## HOW TO COMPLETE THIS TASK:
Repeat the records given below in full, with no changes.

** Opening DATA TO PROCESS block **

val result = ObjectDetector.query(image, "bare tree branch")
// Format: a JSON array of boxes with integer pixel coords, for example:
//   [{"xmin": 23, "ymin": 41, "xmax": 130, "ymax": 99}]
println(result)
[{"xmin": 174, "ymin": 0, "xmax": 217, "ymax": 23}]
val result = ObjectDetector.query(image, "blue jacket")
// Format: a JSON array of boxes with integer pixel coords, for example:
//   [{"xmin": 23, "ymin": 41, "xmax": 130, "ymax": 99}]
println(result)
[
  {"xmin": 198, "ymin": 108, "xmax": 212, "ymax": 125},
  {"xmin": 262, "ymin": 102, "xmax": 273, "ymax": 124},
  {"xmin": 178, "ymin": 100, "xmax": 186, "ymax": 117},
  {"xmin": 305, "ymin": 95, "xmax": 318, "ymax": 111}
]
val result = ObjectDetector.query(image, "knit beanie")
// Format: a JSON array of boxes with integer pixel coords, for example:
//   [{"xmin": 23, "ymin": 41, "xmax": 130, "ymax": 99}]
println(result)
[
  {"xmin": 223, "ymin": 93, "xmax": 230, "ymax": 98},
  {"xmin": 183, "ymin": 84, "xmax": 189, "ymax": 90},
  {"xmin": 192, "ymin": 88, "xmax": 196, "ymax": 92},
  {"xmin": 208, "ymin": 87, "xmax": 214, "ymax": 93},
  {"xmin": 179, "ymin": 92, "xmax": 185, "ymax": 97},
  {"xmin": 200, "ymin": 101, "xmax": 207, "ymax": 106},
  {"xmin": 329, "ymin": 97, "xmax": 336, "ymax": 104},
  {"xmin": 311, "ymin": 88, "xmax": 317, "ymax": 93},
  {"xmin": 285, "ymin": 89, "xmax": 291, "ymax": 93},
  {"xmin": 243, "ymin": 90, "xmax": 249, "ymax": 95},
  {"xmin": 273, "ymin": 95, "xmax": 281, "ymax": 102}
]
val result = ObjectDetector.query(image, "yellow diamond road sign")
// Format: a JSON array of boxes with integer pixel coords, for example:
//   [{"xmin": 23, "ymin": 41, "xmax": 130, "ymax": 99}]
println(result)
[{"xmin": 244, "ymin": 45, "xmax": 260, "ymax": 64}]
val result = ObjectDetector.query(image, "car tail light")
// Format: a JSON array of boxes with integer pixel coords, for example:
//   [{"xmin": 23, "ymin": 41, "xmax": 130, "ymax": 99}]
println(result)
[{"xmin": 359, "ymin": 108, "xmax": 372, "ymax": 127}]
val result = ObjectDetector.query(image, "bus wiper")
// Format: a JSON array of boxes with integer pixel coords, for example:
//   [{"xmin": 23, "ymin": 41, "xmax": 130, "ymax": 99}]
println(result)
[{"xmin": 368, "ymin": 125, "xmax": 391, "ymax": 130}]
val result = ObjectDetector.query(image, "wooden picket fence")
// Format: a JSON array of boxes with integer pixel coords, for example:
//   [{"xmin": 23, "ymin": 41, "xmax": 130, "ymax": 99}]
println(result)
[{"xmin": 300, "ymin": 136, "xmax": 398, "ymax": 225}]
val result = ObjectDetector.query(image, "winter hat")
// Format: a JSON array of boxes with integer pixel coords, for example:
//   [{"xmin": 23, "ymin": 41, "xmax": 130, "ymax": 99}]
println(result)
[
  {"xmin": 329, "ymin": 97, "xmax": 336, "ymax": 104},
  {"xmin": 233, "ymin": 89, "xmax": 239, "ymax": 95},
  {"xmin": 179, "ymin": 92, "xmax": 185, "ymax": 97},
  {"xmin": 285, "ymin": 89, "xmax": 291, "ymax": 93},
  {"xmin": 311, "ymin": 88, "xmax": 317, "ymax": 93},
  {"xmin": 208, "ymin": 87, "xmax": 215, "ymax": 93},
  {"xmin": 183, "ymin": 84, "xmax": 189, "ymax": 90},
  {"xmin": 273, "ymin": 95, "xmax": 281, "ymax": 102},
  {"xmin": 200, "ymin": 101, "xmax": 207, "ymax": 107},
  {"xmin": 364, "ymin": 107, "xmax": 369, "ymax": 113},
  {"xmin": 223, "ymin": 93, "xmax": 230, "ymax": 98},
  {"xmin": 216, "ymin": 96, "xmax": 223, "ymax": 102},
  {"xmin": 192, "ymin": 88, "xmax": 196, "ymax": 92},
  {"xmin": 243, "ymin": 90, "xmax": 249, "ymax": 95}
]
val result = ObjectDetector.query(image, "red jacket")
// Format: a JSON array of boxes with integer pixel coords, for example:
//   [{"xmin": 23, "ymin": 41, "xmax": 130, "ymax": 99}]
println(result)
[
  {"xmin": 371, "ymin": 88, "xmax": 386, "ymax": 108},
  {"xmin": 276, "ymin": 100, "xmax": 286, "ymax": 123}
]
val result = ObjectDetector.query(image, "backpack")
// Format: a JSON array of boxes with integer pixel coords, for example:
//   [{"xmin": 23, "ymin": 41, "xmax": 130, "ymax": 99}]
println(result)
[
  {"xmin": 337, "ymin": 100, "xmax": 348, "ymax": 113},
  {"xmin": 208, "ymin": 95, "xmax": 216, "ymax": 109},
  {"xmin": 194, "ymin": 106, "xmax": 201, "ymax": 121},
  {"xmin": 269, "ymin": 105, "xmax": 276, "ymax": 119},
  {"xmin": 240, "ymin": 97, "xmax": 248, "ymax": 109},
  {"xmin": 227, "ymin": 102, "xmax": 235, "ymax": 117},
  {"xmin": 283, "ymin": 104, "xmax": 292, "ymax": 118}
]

** Closing DATA TO PROCESS block **

## ANSWER TO THE EXERCISE:
val result = ObjectDetector.query(image, "bare tree branch")
// Format: a JSON array of boxes with integer pixel coords, for example:
//   [{"xmin": 23, "ymin": 41, "xmax": 130, "ymax": 99}]
println(result)
[{"xmin": 174, "ymin": 0, "xmax": 217, "ymax": 23}]
val result = ObjectDetector.query(image, "blue jacket")
// Format: a JSON array of boxes with integer pixel coords, for example:
//   [{"xmin": 23, "ymin": 41, "xmax": 130, "ymax": 99}]
println(result)
[
  {"xmin": 198, "ymin": 108, "xmax": 212, "ymax": 125},
  {"xmin": 262, "ymin": 102, "xmax": 273, "ymax": 124},
  {"xmin": 178, "ymin": 100, "xmax": 186, "ymax": 117},
  {"xmin": 305, "ymin": 95, "xmax": 318, "ymax": 111}
]
val result = ObjectDetector.query(image, "knit beanie")
// Format: a JSON array of boxes with integer pixel coords, for example:
//   [{"xmin": 23, "ymin": 41, "xmax": 130, "ymax": 99}]
println(result)
[
  {"xmin": 223, "ymin": 93, "xmax": 230, "ymax": 98},
  {"xmin": 183, "ymin": 84, "xmax": 189, "ymax": 90},
  {"xmin": 192, "ymin": 88, "xmax": 196, "ymax": 92},
  {"xmin": 208, "ymin": 87, "xmax": 214, "ymax": 93},
  {"xmin": 179, "ymin": 92, "xmax": 185, "ymax": 97},
  {"xmin": 200, "ymin": 101, "xmax": 207, "ymax": 106},
  {"xmin": 329, "ymin": 97, "xmax": 336, "ymax": 104},
  {"xmin": 311, "ymin": 88, "xmax": 317, "ymax": 93},
  {"xmin": 285, "ymin": 89, "xmax": 291, "ymax": 93},
  {"xmin": 243, "ymin": 90, "xmax": 249, "ymax": 95},
  {"xmin": 273, "ymin": 95, "xmax": 281, "ymax": 102}
]
val result = ObjectDetector.query(image, "yellow diamond road sign")
// Format: a JSON array of boxes with integer pixel coords, for example:
//   [{"xmin": 23, "ymin": 41, "xmax": 130, "ymax": 99}]
println(result)
[{"xmin": 244, "ymin": 45, "xmax": 260, "ymax": 64}]
val result = ObjectDetector.query(image, "car tail light")
// Format: a JSON array of boxes with integer pixel coords, for example:
//   [{"xmin": 23, "ymin": 41, "xmax": 130, "ymax": 99}]
println(result)
[{"xmin": 359, "ymin": 108, "xmax": 372, "ymax": 127}]
val result = ObjectDetector.query(image, "bus wiper")
// Format: a JSON array of boxes with integer pixel coords, for example:
//   [{"xmin": 23, "ymin": 41, "xmax": 130, "ymax": 99}]
println(result)
[{"xmin": 368, "ymin": 125, "xmax": 391, "ymax": 130}]
val result = ObjectDetector.query(image, "wooden picket fence")
// Format: a JSON array of boxes with integer pixel coords, for example:
//   [{"xmin": 23, "ymin": 41, "xmax": 130, "ymax": 99}]
println(result)
[{"xmin": 300, "ymin": 136, "xmax": 398, "ymax": 225}]
val result = ObjectDetector.query(image, "winter hat")
// Format: a JSON array of boxes with integer pixel coords, for example:
//   [{"xmin": 23, "ymin": 41, "xmax": 130, "ymax": 99}]
println(result)
[
  {"xmin": 329, "ymin": 97, "xmax": 336, "ymax": 104},
  {"xmin": 233, "ymin": 89, "xmax": 239, "ymax": 95},
  {"xmin": 179, "ymin": 92, "xmax": 185, "ymax": 97},
  {"xmin": 285, "ymin": 89, "xmax": 291, "ymax": 93},
  {"xmin": 311, "ymin": 88, "xmax": 317, "ymax": 93},
  {"xmin": 208, "ymin": 87, "xmax": 215, "ymax": 93},
  {"xmin": 183, "ymin": 84, "xmax": 189, "ymax": 90},
  {"xmin": 273, "ymin": 95, "xmax": 281, "ymax": 102},
  {"xmin": 200, "ymin": 101, "xmax": 207, "ymax": 107},
  {"xmin": 364, "ymin": 107, "xmax": 369, "ymax": 113},
  {"xmin": 223, "ymin": 93, "xmax": 230, "ymax": 98},
  {"xmin": 216, "ymin": 96, "xmax": 223, "ymax": 102},
  {"xmin": 192, "ymin": 88, "xmax": 196, "ymax": 92},
  {"xmin": 243, "ymin": 90, "xmax": 249, "ymax": 95}
]
val result = ObjectDetector.query(image, "red jacket")
// Format: a JSON array of boxes with integer pixel coords, for example:
//   [{"xmin": 23, "ymin": 41, "xmax": 130, "ymax": 99}]
println(result)
[
  {"xmin": 371, "ymin": 88, "xmax": 386, "ymax": 108},
  {"xmin": 276, "ymin": 100, "xmax": 286, "ymax": 123}
]
val result = ObjectDetector.query(image, "backpack")
// Format: a JSON array of boxes with integer pixel coords, for example:
//   [{"xmin": 23, "ymin": 41, "xmax": 130, "ymax": 99}]
println(result)
[
  {"xmin": 337, "ymin": 100, "xmax": 348, "ymax": 113},
  {"xmin": 208, "ymin": 95, "xmax": 216, "ymax": 109},
  {"xmin": 194, "ymin": 106, "xmax": 201, "ymax": 121},
  {"xmin": 269, "ymin": 105, "xmax": 276, "ymax": 119},
  {"xmin": 240, "ymin": 97, "xmax": 248, "ymax": 109},
  {"xmin": 227, "ymin": 102, "xmax": 235, "ymax": 117},
  {"xmin": 283, "ymin": 104, "xmax": 292, "ymax": 118}
]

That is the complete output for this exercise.